TEXT SHOWN:
------------------------------------------------------------------------

# Tuning LC2i and amp, losing my mind.



## flynavy812 (Mar 3, 2018)

Hello, new to the forum. I'm losing my damn mind. I've searched night and day for help, watched countless youtube videos, yet I'm still beyond lost. I'll try to keep this clear and concise.

I have a 2018 F150, non Sony, with nav. 

Rear speakers are tapped leading to the LC2i.

Amp is a Pioneer GM-D8601, sub is Pioneer TS-SW2502S4.


I will try my best to layout what I know, and my confusion. 

My F150 doesnt seem to have any bass rolloff, so I am leaving the Accubass threshold UP, and the Accubass knob DOWN. What is left is the LEVEL and BASS knob. The LEVEL knob will control signal to amp, the bass will control the amount of bass to the sub, correct?

1. Set the gain on the amp first? I tuned everything flat in truck, gain and low pass down, turned up music and started adjusting gain. Bass just kicks in from sub so I don't really know when it distorts because its just a lot of bass. Am I supposed to disconnect the sub for gain adjustment?

2. Tried using DMM, it just reads 28.8 ALL THE TIME, I can adjust gain and nothing happens with the reading.

3. If I do just set the gain to a decent setting like the normal 4V setting, and then go to the LC2i, the bass knob from all the way left to slightly right instantly kicks bass online, so how do I know how much I can push without damaging sub?

------------------------------------------------------------------------

RAW DATA:

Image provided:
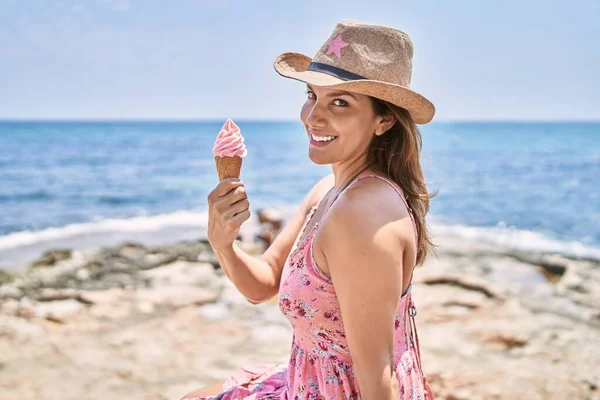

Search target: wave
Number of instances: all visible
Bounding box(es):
[431,218,600,260]
[0,205,600,260]
[0,211,213,250]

------------------------------------------------------------------------

TO-DO LIST:
(a) From the forum post about tuning the LC2i and amp, reproduce the passage from "My F150 doesnt" to "with the reading.".
(b) Answer these questions from the LC2i tuning post:
(i) What model is the amp?
(ii) What does the DMM read, according to the second numbered point?
(iii) What truck does the poster own?
(c) Please carry the forum post about tuning the LC2i and amp forward from its last sentence.

EXERCISE RESULTS:
(a)
My F150 doesnt seem to have any bass rolloff, so I am leaving the Accubass threshold UP, and the Accubass knob DOWN. What is left is the LEVEL and BASS knob. The LEVEL knob will control signal to amp, the bass will control the amount of bass to the sub, correct?

1. Set the gain on the amp first? I tuned everything flat in truck, gain and low pass down, turned up music and started adjusting gain. Bass just kicks in from sub so I don't really know when it distorts because its just a lot of bass. Am I supposed to disconnect the sub for gain adjustment?

2. Tried using DMM, it just reads 28.8 ALL THE TIME, I can adjust gain and nothing happens with the reading.

(b)
(i) Pioneer GM-D8601
(ii) 28.8, all the time
(iii) A 2018 F150, non Sony, with nav

(c)
4. Shouldn't I be tuning with my stock head unit at the middle settings, so I can turn bass down? Messing with mid and treble seems to make it sound better but everywhere I read says not to touch it?


5. If I tune the LC2i without amp hooked up, I do get maximize light playing pink noise at 70% volume, but the level and bass are almost maxed out when I do this level. So if I hook sub back up, it would be insanely loud.

Basically, is there a clear easy way to explain what I need to do? My only concerns are not blowing any of my equipment. I listen to a lot of rock, and I really want the punch of the drum. Rap/house music sounds fine. I might be overthinking this, but I just can't seem to find a whole lot of information on the LC2i.


----------



## miniSQ (Aug 4, 2009)

Funny, i was just watching this video last night...hope it helps.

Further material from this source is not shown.